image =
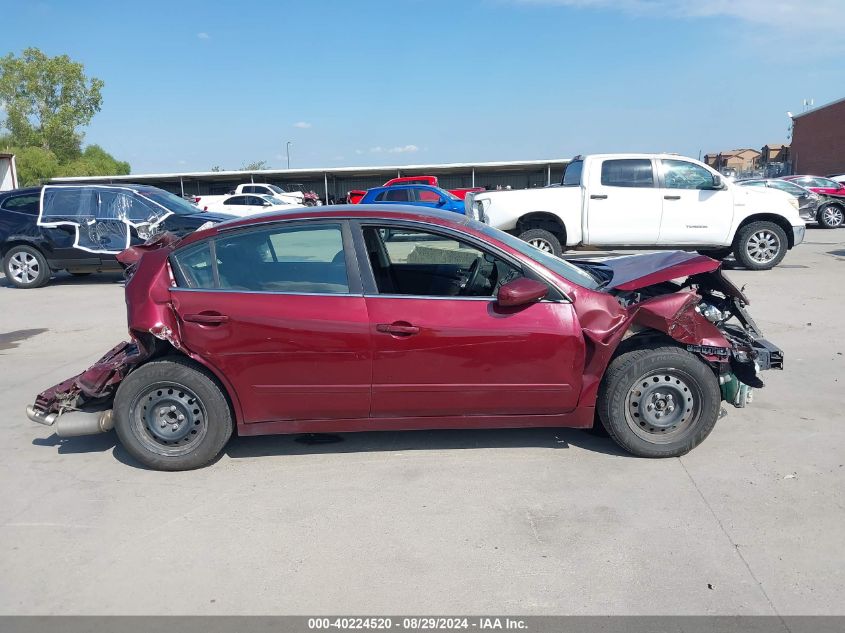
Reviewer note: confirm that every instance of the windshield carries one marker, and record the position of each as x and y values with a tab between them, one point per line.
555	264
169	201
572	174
----------
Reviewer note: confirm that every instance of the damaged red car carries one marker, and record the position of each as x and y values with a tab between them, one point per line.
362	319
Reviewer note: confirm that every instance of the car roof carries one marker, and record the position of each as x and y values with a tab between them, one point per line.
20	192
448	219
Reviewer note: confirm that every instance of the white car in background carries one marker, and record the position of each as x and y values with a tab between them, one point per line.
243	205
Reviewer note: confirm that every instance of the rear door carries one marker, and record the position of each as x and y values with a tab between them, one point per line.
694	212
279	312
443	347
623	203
----------
List every line of the data above that contains the word "background".

▶ RESPONSE
Reviewer note: confirm that every instance of the white car in background carries one marker, and record the position of each as x and y values with a tab between them, one point per line.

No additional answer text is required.